Melalui pembelajaran individual peserta didik langsung mengalami apa yang
dipelajarinya, membangun sebuah pemahaman dengan model self-discovery sehingga
penghayatan akan makna pelajaran menjadi lebih dalam tertanaman. Ada sebuah
pepatah Cina kuno yang mengatakan
“Apa yang saya
dengar, saya lupa; apa yang saya lihat, saya ingat;
Apa yang saya lakukan, saya paham.”
Apa yang saya lakukan, saya paham.”
Pembelajaran
bernilai lebih yang dimaksud oleh teknologi pendidikan adalah bahwa melalui
aplikasi teknologi dalam bidang pendidikan:
a. Tujuan
pembelajaran yang berfokus pada tes atau ujian yang sifatnya sangat dangkal
dapat diubah. Artinya bahwa pembelajaran bagi siswa bukanlah sekedar menggali
kemampuan kognitif, apalagi pada tingkat kognitif yang rendah yaitu pengetahuan
dan pemahaman. Tujuan pembelajaran yang sekedar “berhasil dalam ujian” sudah
pasti tidak memberikan peningkatan performa pada peserta didik.
b. Pengabaian
pendidikan akan adanya multiple intelegensi pada peserta didik dapat dihindari.
Menurut Howard Gardner, hakikatnya terdapat 7 tipe intelegensia anak (manusia
secara umum), namun di sekolah hanya 2 tipe yang dimasukkan dalam
intrakurikuler yaitu kemampuan berbahasa dan logika matematika. Sementara 5
intelegensia yaitu musik, kemampuan spasial, kinestetik, interpersonal, dan
intrapersonal hanya merupakan tambahan. Konsekuensinya, output pembelajaran
dalam pendidikan formal cenderung diasosiasikan dengan ilmu pengetahuan yang
sempit, terbatas, dan pada tingkat yang redah.

### Data yang Disediakan
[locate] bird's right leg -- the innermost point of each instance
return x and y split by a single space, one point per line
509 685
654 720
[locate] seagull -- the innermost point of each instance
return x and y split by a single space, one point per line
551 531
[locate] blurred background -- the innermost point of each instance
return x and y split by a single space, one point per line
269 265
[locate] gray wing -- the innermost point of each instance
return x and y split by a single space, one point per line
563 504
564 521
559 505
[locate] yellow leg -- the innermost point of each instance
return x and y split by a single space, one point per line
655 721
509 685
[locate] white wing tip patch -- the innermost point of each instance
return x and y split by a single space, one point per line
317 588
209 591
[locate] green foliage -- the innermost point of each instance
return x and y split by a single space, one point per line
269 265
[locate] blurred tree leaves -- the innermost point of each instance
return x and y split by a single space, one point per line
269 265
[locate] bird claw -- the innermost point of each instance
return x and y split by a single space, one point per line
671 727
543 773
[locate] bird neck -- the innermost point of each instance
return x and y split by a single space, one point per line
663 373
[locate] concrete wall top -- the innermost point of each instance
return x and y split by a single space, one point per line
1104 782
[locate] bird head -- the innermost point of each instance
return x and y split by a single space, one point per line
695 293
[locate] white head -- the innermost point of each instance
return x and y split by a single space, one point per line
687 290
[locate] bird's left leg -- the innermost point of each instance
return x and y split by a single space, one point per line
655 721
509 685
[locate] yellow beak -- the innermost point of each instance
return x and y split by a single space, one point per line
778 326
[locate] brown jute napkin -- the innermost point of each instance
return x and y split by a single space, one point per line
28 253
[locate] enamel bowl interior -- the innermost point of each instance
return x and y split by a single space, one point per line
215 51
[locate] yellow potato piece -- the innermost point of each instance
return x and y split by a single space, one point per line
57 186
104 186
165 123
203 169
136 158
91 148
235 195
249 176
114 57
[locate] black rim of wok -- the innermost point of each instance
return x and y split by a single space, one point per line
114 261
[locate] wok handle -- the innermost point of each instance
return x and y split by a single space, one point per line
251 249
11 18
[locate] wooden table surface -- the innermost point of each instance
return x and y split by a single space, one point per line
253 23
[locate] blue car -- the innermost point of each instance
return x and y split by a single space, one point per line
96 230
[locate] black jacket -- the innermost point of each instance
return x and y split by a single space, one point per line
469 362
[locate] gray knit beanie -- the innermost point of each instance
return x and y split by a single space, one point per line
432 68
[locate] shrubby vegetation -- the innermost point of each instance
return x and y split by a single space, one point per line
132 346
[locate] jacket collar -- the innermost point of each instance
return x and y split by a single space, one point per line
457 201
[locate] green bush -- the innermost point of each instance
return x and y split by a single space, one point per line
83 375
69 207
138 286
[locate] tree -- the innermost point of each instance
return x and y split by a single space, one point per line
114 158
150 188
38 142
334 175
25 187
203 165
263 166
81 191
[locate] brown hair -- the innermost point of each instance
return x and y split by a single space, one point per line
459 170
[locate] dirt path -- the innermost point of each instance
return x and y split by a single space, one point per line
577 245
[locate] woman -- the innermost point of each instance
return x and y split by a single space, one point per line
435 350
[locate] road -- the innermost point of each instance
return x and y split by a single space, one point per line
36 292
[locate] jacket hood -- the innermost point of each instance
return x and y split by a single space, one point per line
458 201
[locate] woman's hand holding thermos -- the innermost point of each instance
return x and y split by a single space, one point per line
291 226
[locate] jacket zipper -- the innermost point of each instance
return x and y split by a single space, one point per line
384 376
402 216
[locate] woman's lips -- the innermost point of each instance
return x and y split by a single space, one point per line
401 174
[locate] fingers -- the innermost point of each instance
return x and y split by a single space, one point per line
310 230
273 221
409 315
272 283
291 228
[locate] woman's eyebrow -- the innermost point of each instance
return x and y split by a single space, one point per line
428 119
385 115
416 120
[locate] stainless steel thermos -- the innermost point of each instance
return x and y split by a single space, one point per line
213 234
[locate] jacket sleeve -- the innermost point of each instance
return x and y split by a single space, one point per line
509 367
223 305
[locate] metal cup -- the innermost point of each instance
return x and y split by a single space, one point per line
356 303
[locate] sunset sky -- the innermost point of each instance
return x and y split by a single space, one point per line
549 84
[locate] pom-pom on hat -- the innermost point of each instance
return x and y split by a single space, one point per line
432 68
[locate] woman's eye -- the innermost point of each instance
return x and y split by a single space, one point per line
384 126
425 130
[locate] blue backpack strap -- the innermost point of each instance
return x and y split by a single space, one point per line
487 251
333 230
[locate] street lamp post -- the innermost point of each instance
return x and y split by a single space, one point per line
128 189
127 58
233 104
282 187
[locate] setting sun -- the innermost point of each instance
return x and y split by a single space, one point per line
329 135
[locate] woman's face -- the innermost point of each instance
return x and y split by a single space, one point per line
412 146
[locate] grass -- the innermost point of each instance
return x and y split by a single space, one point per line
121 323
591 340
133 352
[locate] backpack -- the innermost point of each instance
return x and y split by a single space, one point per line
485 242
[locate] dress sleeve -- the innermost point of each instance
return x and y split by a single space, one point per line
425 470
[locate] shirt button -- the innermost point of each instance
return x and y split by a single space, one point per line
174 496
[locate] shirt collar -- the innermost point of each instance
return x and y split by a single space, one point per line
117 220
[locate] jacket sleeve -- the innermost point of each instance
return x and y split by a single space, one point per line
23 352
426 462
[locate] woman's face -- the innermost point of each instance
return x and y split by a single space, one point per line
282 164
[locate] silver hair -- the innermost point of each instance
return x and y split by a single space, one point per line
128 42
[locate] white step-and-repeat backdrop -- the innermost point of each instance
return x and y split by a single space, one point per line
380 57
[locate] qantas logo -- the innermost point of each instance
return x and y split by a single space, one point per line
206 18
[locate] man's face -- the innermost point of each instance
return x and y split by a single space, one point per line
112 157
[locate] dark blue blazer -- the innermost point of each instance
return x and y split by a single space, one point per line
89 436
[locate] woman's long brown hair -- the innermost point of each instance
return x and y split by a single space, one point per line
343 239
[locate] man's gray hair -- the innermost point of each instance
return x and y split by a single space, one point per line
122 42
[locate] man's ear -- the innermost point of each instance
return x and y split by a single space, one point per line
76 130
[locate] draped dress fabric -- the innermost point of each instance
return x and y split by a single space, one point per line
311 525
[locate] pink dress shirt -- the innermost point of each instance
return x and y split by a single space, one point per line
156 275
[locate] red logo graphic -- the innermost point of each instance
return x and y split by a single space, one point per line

### Tindakan yang Diperlukan
1) Salin sebagian teks tentang teknologi pendidikan, mulai dari kata-kata yang memuat "Menurut Howard Gardner, hakikatnya" dan berhenti setelah "tingkat yang redah.".
2) Menurut teks tentang teknologi pendidikan, dua tipe intelegensia apa saja yang dimasukkan dalam intrakurikuler di sekolah?
3) Teruskan teks tentang teknologi pendidikan mulai sesudah kalimat terakhirnya.

### Jawaban Tugas
1)
Menurut Howard Gardner, hakikatnya terdapat 7 tipe intelegensia anak (manusia
secara umum), namun di sekolah hanya 2 tipe yang dimasukkan dalam
intrakurikuler yaitu kemampuan berbahasa dan logika matematika. Sementara 5
intelegensia yaitu musik, kemampuan spasial, kinestetik, interpersonal, dan
intrapersonal hanya merupakan tambahan. Konsekuensinya, output pembelajaran
dalam pendidikan formal cenderung diasosiasikan dengan ilmu pengetahuan yang
sempit, terbatas, dan pada tingkat yang redah.

2) Kemampuan berbahasa dan logika matematika.

3)
c. Pembelajaran
dapat merambah pada semua tingkat atau ranah kemampuan peserta didik yang
semestinya baik kognitif, afektif, maupun psikomotorik (taksonomi Bloom). Oleh
karenanya salah satu cara yang diusahakan oleh teknologi pendidikan untuk
meningkatkan kinerja peserta didik adalah melalui praktek-praktek design
pembelajaran (pendekatan ID sistematis – Morrison)a ang mengarahkan perencana
pembelajaran berpikir tentang berbagai outcome pembelajaran dan mengklarifikasi
pada level apa tipe pembelajaran yang diharapkan. Jika saja keadaan ini
tercipta maka peserta didik lebih dapat menikmati pengalaman
aktifitas-aktifitas belajar dan metode penilaian yang sesuai dengan kebutuhan
belajar, bukan sekedar ujian yang terstandarisasikan.
d. Kedalaman
pembelajaran lebih mungkin dicapai. Hal ini untuk mengatasi apa yang sering
terjadi dalam proses belajar yaitu belajar untuk menghafal. Weigel mengemukakan
istilah pembelajaran di permukaan (surface learning) dan pembelajaran
mendalam (deep learning) untuk memberikan perbedaan tujuan yang
menyolok. Surface learning diwakilkan oleh kebiasaan penghafalan
fakta, memperlakukan materi sebagai bagian-bagian informasi yang tidak
berkaitan, dan melakukan prosedur rutin tanpa berpikir. Sebaliknya tujuan deep
learning adalah mendorong peserta didik mengaitkan ide-ide dengan
pengetahuan yang sudah didapat, mencari pola-pola utama, mempelajari
pernyataan-pernyataan yang ada secara kritis, dan merefleksikannya dengan
pemahaman mereka sendiri. Deep learning dapat terjadi dalam komunitas
pembelajar yang berorientasi pada penyelidikan (inquiry-oriented).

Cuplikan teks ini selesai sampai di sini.